**DO THIS**: Gather every line in the records that contains the word "with", copying each one in full.

(Point labeling dataset excerpts)
──────────
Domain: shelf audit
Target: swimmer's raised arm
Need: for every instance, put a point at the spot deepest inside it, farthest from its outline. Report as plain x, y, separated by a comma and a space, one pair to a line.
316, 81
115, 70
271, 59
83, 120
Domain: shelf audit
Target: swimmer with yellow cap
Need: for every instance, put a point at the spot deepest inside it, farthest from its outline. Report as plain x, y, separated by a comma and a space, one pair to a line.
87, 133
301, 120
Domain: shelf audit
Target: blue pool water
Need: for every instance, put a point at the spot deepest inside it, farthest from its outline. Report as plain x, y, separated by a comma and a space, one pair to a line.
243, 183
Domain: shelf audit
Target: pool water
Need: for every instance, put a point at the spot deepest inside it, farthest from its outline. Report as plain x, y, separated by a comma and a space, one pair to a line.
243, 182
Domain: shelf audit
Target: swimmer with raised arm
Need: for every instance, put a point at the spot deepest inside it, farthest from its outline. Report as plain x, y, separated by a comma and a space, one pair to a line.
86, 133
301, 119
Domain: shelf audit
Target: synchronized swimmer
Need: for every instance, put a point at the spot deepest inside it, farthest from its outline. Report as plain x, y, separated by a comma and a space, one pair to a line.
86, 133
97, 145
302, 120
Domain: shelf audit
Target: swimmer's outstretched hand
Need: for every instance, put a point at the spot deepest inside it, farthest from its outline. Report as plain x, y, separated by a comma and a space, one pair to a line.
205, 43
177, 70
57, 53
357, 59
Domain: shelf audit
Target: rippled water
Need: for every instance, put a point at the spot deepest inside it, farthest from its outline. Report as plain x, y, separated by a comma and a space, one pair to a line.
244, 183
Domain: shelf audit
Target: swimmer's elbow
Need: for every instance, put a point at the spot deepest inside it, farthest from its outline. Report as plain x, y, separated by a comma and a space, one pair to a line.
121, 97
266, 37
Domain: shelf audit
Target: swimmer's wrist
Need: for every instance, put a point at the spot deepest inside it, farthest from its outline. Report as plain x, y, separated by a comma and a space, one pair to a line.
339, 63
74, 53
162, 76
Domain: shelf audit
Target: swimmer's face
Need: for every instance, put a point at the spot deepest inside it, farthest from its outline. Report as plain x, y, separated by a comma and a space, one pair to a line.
──────────
**TASK SOLUTION**:
Target: swimmer with yellow cap
Target: swimmer with raised arm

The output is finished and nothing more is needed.